**Task item**
Copy out the entries below verbatim, leaving out the pictures.

Dataset records START

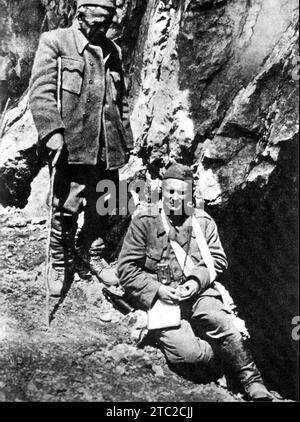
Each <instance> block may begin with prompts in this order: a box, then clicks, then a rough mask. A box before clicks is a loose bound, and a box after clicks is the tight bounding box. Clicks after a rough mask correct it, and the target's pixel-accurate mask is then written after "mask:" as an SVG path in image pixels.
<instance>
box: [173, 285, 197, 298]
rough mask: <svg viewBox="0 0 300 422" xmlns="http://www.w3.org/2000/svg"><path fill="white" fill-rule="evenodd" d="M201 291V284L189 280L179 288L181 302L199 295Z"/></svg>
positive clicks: (178, 295) (177, 290) (177, 291)
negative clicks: (182, 300) (199, 293)
mask: <svg viewBox="0 0 300 422" xmlns="http://www.w3.org/2000/svg"><path fill="white" fill-rule="evenodd" d="M199 290H200V287H199V284H198V283H197V281H195V280H188V281H186V282H185V283H184V284H182V285H181V286H179V287H178V288H177V292H176V293H177V297H178V298H179V300H187V299H190V298H191V297H192V296H194V295H195V294H197V293H198V292H199Z"/></svg>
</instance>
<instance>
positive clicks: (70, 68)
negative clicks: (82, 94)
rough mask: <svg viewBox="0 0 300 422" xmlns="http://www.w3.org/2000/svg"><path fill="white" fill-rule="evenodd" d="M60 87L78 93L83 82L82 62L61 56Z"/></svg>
mask: <svg viewBox="0 0 300 422" xmlns="http://www.w3.org/2000/svg"><path fill="white" fill-rule="evenodd" d="M61 64H62V89H63V90H65V91H69V92H72V93H73V94H77V95H79V94H80V92H81V88H82V82H83V70H84V62H82V61H80V60H76V59H73V58H72V57H62V60H61Z"/></svg>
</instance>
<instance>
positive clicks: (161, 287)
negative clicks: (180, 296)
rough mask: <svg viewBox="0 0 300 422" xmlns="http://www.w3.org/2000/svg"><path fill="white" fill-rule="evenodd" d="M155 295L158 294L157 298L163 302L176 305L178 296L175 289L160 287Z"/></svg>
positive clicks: (169, 287)
mask: <svg viewBox="0 0 300 422" xmlns="http://www.w3.org/2000/svg"><path fill="white" fill-rule="evenodd" d="M157 293H158V297H159V298H160V299H161V300H162V301H163V302H166V303H169V304H172V305H173V304H174V303H178V296H177V295H176V291H175V289H173V288H172V287H169V286H164V285H162V286H160V288H159V289H158V292H157Z"/></svg>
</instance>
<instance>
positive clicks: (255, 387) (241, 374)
mask: <svg viewBox="0 0 300 422" xmlns="http://www.w3.org/2000/svg"><path fill="white" fill-rule="evenodd" d="M223 356H224V358H225V362H226V365H228V368H229V370H230V371H231V372H232V373H234V375H235V376H236V377H237V379H238V381H239V383H240V384H241V386H242V387H243V389H244V391H245V393H246V395H247V397H248V398H249V399H250V400H253V401H272V399H273V396H272V395H271V393H270V392H269V391H268V390H267V388H266V387H265V385H264V382H263V379H262V376H261V373H260V371H259V370H258V368H257V366H256V364H255V363H254V360H253V357H252V355H251V353H250V351H249V350H248V348H247V347H246V345H245V343H244V341H243V339H242V337H240V338H239V339H235V340H231V341H230V343H229V342H227V343H225V344H223Z"/></svg>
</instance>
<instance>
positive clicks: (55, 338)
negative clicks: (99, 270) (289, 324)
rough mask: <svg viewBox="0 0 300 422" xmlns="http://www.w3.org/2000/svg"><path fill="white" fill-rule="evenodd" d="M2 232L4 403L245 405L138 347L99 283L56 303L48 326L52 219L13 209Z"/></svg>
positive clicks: (74, 288) (220, 390) (72, 289)
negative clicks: (197, 380) (178, 371)
mask: <svg viewBox="0 0 300 422" xmlns="http://www.w3.org/2000/svg"><path fill="white" fill-rule="evenodd" d="M0 230H1V232H0V239H1V242H0V402H1V401H2V402H74V401H79V402H103V401H104V402H118V401H119V402H120V401H122V402H134V401H137V402H142V401H144V402H156V401H157V402H198V401H199V402H203V401H205V402H232V401H233V402H234V401H243V399H242V396H241V395H240V394H238V395H233V394H232V393H230V392H229V391H228V390H227V389H226V388H224V387H223V386H221V385H218V384H217V383H210V384H197V383H194V382H192V381H190V380H186V379H184V378H182V377H180V376H178V375H177V374H175V373H174V372H172V371H171V370H170V369H169V368H168V366H167V365H166V362H165V358H164V356H163V354H162V353H161V352H160V351H159V350H158V349H156V348H154V347H151V346H146V347H145V348H143V349H139V348H137V347H136V344H135V342H134V340H133V339H132V335H131V334H132V330H133V328H134V325H135V321H136V318H135V316H134V315H132V314H129V315H127V316H124V315H122V314H121V313H119V312H118V311H117V310H114V309H113V308H112V306H111V305H110V304H109V303H108V302H107V301H106V300H105V298H104V297H103V295H102V293H101V289H102V286H101V285H100V283H99V282H98V281H96V280H93V281H92V282H90V283H86V282H81V281H80V282H74V283H73V284H72V286H71V289H70V290H69V292H68V294H67V296H66V297H65V299H64V300H63V301H61V300H59V299H55V298H51V302H50V310H51V315H52V322H51V326H50V328H49V329H47V324H46V321H47V319H46V313H45V288H44V286H43V282H42V280H41V278H40V272H41V267H42V264H43V262H44V259H45V244H46V224H45V221H44V220H43V219H33V220H26V219H24V218H23V217H22V215H20V214H18V212H16V211H15V210H8V211H7V212H4V213H3V212H2V214H1V215H0Z"/></svg>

Dataset records END

**Finished task**
Each <instance> block may begin with prompts in this order: a box, then clicks, then a rough mask. A box before clicks is a loose bound, and a box after clicks is the tight bounding box. Clicks after a rough mask correct it, and the target's pixel-accurate mask is then written after "mask:" as an SVG path in image pixels.
<instance>
box: [173, 285, 197, 298]
rough mask: <svg viewBox="0 0 300 422" xmlns="http://www.w3.org/2000/svg"><path fill="white" fill-rule="evenodd" d="M201 291V284L189 280L179 288L181 302L199 295Z"/></svg>
positive clicks: (178, 295) (177, 290) (177, 291)
negative clicks: (182, 300) (199, 293)
mask: <svg viewBox="0 0 300 422" xmlns="http://www.w3.org/2000/svg"><path fill="white" fill-rule="evenodd" d="M199 290H200V287H199V284H198V283H197V281H195V280H188V281H186V282H185V283H184V284H182V285H181V286H179V287H178V288H177V292H176V293H177V297H178V298H179V300H187V299H190V298H191V297H192V296H194V295H195V294H197V293H198V292H199Z"/></svg>
</instance>
<instance>
positive clicks: (70, 68)
negative clicks: (82, 94)
rough mask: <svg viewBox="0 0 300 422" xmlns="http://www.w3.org/2000/svg"><path fill="white" fill-rule="evenodd" d="M60 87L78 93L83 82L82 62L61 56Z"/></svg>
mask: <svg viewBox="0 0 300 422" xmlns="http://www.w3.org/2000/svg"><path fill="white" fill-rule="evenodd" d="M61 64H62V89H63V90H65V91H69V92H72V93H73V94H77V95H79V94H80V92H81V88H82V82H83V70H84V62H82V61H80V60H76V59H73V58H72V57H62V60H61Z"/></svg>
</instance>
<instance>
positive clicks: (161, 287)
negative clicks: (180, 296)
rough mask: <svg viewBox="0 0 300 422" xmlns="http://www.w3.org/2000/svg"><path fill="white" fill-rule="evenodd" d="M155 295L158 294L157 298L163 302L176 305L178 296L175 289L160 287Z"/></svg>
positive clicks: (169, 287)
mask: <svg viewBox="0 0 300 422" xmlns="http://www.w3.org/2000/svg"><path fill="white" fill-rule="evenodd" d="M157 293H158V297H159V298H160V299H161V300H162V301H163V302H166V303H169V304H172V305H173V304H174V303H178V296H177V295H176V291H175V289H173V288H172V287H169V286H164V285H162V286H160V288H159V289H158V292H157Z"/></svg>
</instance>
<instance>
positive clicks: (255, 387) (241, 374)
mask: <svg viewBox="0 0 300 422" xmlns="http://www.w3.org/2000/svg"><path fill="white" fill-rule="evenodd" d="M223 356H224V358H225V362H226V365H228V368H229V370H230V371H231V372H232V373H234V375H235V376H236V377H237V379H238V381H239V383H240V384H241V386H242V387H243V389H244V391H245V393H246V395H247V397H248V398H249V399H250V400H253V401H272V399H273V396H272V395H271V393H270V392H269V391H268V390H267V388H266V387H265V385H264V382H263V379H262V376H261V373H260V371H259V370H258V368H257V366H256V364H255V363H254V360H253V357H252V355H251V353H250V351H249V350H248V348H247V347H246V345H245V343H244V341H243V339H242V337H240V338H239V339H235V340H231V341H230V343H229V342H227V343H225V344H223Z"/></svg>
</instance>
<instance>
positive clicks: (55, 338)
negative clicks: (99, 270) (289, 324)
rough mask: <svg viewBox="0 0 300 422" xmlns="http://www.w3.org/2000/svg"><path fill="white" fill-rule="evenodd" d="M2 232L4 403L245 405L138 347L99 283L56 303L48 326L52 219L13 209Z"/></svg>
positive clicks: (74, 288) (220, 390) (72, 289)
negative clicks: (197, 380) (178, 371)
mask: <svg viewBox="0 0 300 422" xmlns="http://www.w3.org/2000/svg"><path fill="white" fill-rule="evenodd" d="M0 230H1V232H0V239H1V242H0V402H1V401H2V402H74V401H79V402H103V401H104V402H118V401H119V402H120V401H122V402H134V401H137V402H142V401H144V402H156V401H157V402H198V401H199V402H203V401H205V402H232V401H233V402H234V401H243V399H242V396H241V395H240V394H238V395H233V394H232V393H230V392H229V391H228V390H227V389H226V388H224V387H223V386H221V385H218V384H217V383H210V384H197V383H194V382H192V381H190V380H186V379H184V378H182V377H180V376H178V375H177V374H175V373H174V372H172V371H171V370H170V369H169V368H168V366H167V365H166V362H165V358H164V356H163V354H162V353H161V352H160V351H159V350H158V349H156V348H154V347H151V346H146V347H145V348H143V349H139V348H137V347H136V344H135V342H134V340H133V339H132V335H131V334H132V330H133V328H134V325H135V321H136V318H135V316H134V315H132V314H129V315H127V316H124V315H122V314H121V313H119V312H118V311H117V310H114V309H113V308H112V306H111V305H110V304H109V303H108V302H107V301H106V300H105V298H104V297H103V295H102V293H101V289H102V286H101V285H100V283H99V282H98V281H96V280H93V281H92V282H90V283H86V282H81V281H80V282H74V283H73V284H72V286H71V289H70V290H69V292H68V294H67V296H66V297H65V299H64V300H63V301H61V300H59V299H55V298H51V302H50V310H51V315H52V322H51V326H50V328H49V329H47V324H46V321H47V319H46V313H45V288H44V286H43V282H42V280H41V278H40V272H41V267H42V264H43V262H44V259H45V244H46V224H45V221H44V220H43V219H33V220H26V219H24V218H23V217H22V215H20V214H18V212H16V211H15V210H8V211H7V212H4V213H3V212H2V214H1V215H0Z"/></svg>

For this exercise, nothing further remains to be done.